Top of SELECTED EXTRACT

Mapping the Milky Way’s Dark Matter Halo


Anytime astronomers talk of mapping the Milky Way I am always reminded how tricky the study of the Universe can be. After all, we live inside the Milky Way and working out what it looks like or mapping it from the inside is not the easiest of missions. It’s one thing to map the visible matter but mapping the dark matter is even harder. Challenges aside, a team of astronomers think they have managed to map the dark matter halo surrounding our Galaxy using Cepheid Variable stars and data from Gaia. 

If we study the nearby universe, we find that almost one-third of all disk galaxies seem to have a warp shape to their disk. Instead of resembling a perfect disk, they somewhat resemble a potato chip or crisp depending on your geographical location. Not surprisingly it is known as a disk warp and even our own Galaxy has one too. Galaxies rotate just like a spinning top and the galactic disk experiences precession or a wobble due to the torque forces from the surrounding dark matter halo. Measuring this has been a challenge for many years.

Credit and Copyright: Stefan Payne-Wardenaar; Magellanic Clouds: Robert Gendler/ESO

Dark matter is a mysterious and invisible type of matter that is thought to make up about 27% of the universe’s mass-energy content. Unlike ordinary matter, dark matter does not emit, absorb, or reflect light, making it detectable only through its gravitational effects. Its presence is inferred from the rotation speeds of galaxies, gravitational lensing, and the cosmic microwave background. Despite lots of research, the exact nature of dark matter is still unknown, and it is one of the most significant unsolved problems in physics and cosmology. It is thought that this invisible matter surrounds most galaxies. 

The international scientific journal Nature Astronomy recently published the paper “A slightly oblate dark matter halo revealed by a retrograde precessing Galactic disk warp.” This research, jointly led by the University of Chinese Academy of Sciences, Peking University, the National Astronomical Observatory of the Chinese Academy of Sciences, and Shanghai Jiao Tong University, introduced an innovative “motion picture” method to measure the precession rate of the Milky Way’s disk warp.

Bottom of SELECTED EXTRACT

## REQUIRED ACTIONS
**a)** Reproduce the passage of the article on the Milky Way's dark matter halo starting at "Dark matter is a" and ending at "surrounds most galaxies.", swapping "mysterious" for "enigmatic".
**b)** Please write the next part of the article on the Milky Way's dark matter halo, picking up right after its final sentence.

Top of SUPPLIED MATERIAL

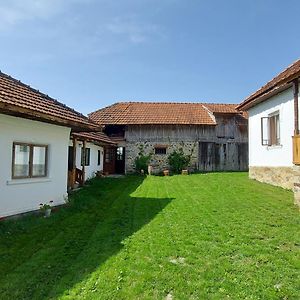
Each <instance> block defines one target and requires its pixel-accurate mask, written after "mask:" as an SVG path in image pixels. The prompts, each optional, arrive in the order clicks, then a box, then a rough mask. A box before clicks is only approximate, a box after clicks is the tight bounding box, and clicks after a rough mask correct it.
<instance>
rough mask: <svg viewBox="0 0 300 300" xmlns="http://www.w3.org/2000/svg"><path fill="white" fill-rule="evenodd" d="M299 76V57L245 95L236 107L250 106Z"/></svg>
mask: <svg viewBox="0 0 300 300" xmlns="http://www.w3.org/2000/svg"><path fill="white" fill-rule="evenodd" d="M299 76H300V59H299V60H297V61H296V62H294V63H293V64H291V65H290V66H289V67H287V68H286V69H285V70H284V71H282V72H281V73H279V74H278V75H277V76H275V77H274V78H273V79H272V80H270V81H269V82H268V83H267V84H265V85H264V86H262V87H261V88H260V89H259V90H257V91H256V92H255V93H253V94H251V95H250V96H249V97H247V98H246V99H245V100H244V101H243V102H242V103H241V104H240V105H239V106H238V107H237V108H238V109H247V108H250V107H251V106H253V105H255V104H256V103H259V102H260V101H257V100H258V98H260V97H262V96H266V97H265V98H264V100H266V99H268V95H272V92H273V91H275V90H276V89H278V90H279V87H280V88H284V87H287V86H288V84H289V82H290V81H291V80H293V79H295V78H297V77H299Z"/></svg>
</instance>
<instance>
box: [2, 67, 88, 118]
mask: <svg viewBox="0 0 300 300" xmlns="http://www.w3.org/2000/svg"><path fill="white" fill-rule="evenodd" d="M1 75H2V76H4V77H6V78H7V79H9V80H12V81H13V82H15V83H17V84H20V85H22V86H24V87H25V88H28V89H29V90H30V91H32V92H34V93H39V94H40V95H41V96H43V97H45V98H47V99H48V100H50V101H52V102H54V103H55V104H57V105H59V106H61V107H63V108H66V109H68V110H70V111H72V112H74V113H75V114H76V115H77V116H79V117H82V118H85V119H87V120H88V117H87V116H85V115H84V114H82V113H80V112H78V111H76V110H75V109H74V108H71V107H69V106H67V105H66V104H64V103H61V102H59V101H58V100H57V99H54V98H52V97H50V96H49V95H47V94H45V93H43V92H41V91H40V90H37V89H35V88H33V87H32V86H30V85H28V84H26V83H24V82H22V81H21V80H19V79H16V78H14V77H12V76H10V75H8V74H6V73H3V72H2V71H0V76H1Z"/></svg>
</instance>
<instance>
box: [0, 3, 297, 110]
mask: <svg viewBox="0 0 300 300" xmlns="http://www.w3.org/2000/svg"><path fill="white" fill-rule="evenodd" d="M299 12H300V1H299V0H285V1H282V0H243V1H241V0H206V1H203V0H10V1H7V0H0V20H1V21H0V70H1V71H2V72H4V73H7V74H9V75H11V76H12V77H15V78H17V79H19V80H21V81H22V82H24V83H26V84H29V85H31V86H32V87H34V88H36V89H39V90H40V91H42V92H43V93H46V94H48V95H49V96H51V97H53V98H55V99H58V100H59V101H61V102H63V103H65V104H66V105H68V106H70V107H73V108H75V109H76V110H78V111H80V112H82V113H84V114H87V113H89V112H92V111H95V110H97V109H99V108H102V107H105V106H107V105H110V104H113V103H115V102H120V101H178V102H218V103H239V102H241V101H242V100H243V99H244V98H245V97H246V96H248V95H249V94H251V93H253V92H254V91H256V90H257V89H258V88H259V87H261V86H262V85H264V84H265V83H266V82H267V81H269V80H271V79H272V78H273V77H274V76H275V75H276V74H277V73H279V72H281V71H282V70H283V69H284V68H286V67H287V66H288V65H290V64H291V63H292V62H294V61H295V60H297V59H299V58H300V30H299Z"/></svg>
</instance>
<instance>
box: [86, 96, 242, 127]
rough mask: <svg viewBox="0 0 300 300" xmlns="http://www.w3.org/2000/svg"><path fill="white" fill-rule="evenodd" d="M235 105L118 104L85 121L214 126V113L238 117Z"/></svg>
mask: <svg viewBox="0 0 300 300" xmlns="http://www.w3.org/2000/svg"><path fill="white" fill-rule="evenodd" d="M235 106H236V105H235V104H216V103H213V104H208V103H178V102H118V103H115V104H113V105H111V106H108V107H105V108H102V109H99V110H97V111H95V112H93V113H91V114H89V117H90V118H91V119H92V120H93V121H94V122H96V123H98V124H101V125H129V124H130V125H135V124H136V125H146V124H149V125H150V124H153V125H154V124H164V125H168V124H178V125H216V122H215V118H214V116H213V114H214V113H230V114H238V113H239V112H238V111H237V110H236V109H235Z"/></svg>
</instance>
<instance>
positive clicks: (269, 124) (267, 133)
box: [261, 112, 280, 146]
mask: <svg viewBox="0 0 300 300" xmlns="http://www.w3.org/2000/svg"><path fill="white" fill-rule="evenodd" d="M261 143H262V145H264V146H275V145H280V119H279V112H276V113H273V114H270V115H269V116H268V117H263V118H261Z"/></svg>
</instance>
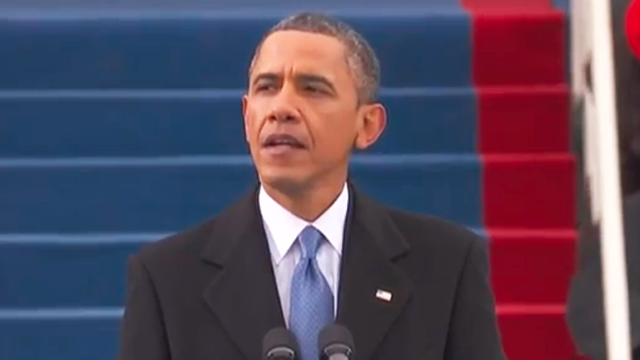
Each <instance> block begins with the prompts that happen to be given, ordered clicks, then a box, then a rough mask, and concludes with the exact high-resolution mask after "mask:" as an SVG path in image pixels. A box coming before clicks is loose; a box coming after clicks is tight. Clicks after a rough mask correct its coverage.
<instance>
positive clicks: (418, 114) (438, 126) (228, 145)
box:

Bottom of SUPPLIED MATERIAL

## SET OF ANSWERS
**a)**
Dark matter is a enigmatic and invisible type of matter that is thought to make up about 27% of the universe’s mass-energy content. Unlike ordinary matter, dark matter does not emit, absorb, or reflect light, making it detectable only through its gravitational effects. Its presence is inferred from the rotation speeds of galaxies, gravitational lensing, and the cosmic microwave background. Despite lots of research, the exact nature of dark matter is still unknown, and it is one of the most significant unsolved problems in physics and cosmology. It is thought that this invisible matter surrounds most galaxies.

**b)**
On either side of the white line in the picture are two models of how dark matter is distributed in a galaxy similar to the Milky Way. At left, non-interacting cold dark matter creates satellite galaxies. At right, dark matter interacting with other particles makes the number of observed satellite galaxies smaller. Credit: Durham University

Central to the study was a type of star known as a cepheid variable. They are a type of pulsating star whose brightness varies in a regular cycle due to periodic expansions and contractions in their outer layers. They are useful because their pulsation period is directly related to their actual or intrinsic brightness so can be used for measuring distances in space. By comparing the apparent brightness of a Cepheid with its known luminosity, we can determine its distance from Earth. 

The team were able to analyse a sample of 2,600 Cepheid variable stars of different ages to observe the precession direction and rate of the Milky Way’s warp. These measurements showed that the current dark matter halo of the Milky Way is slightly oblate – like a sphere that has been squashed at the poles and is rotating backward at 0.12 degrees every million years!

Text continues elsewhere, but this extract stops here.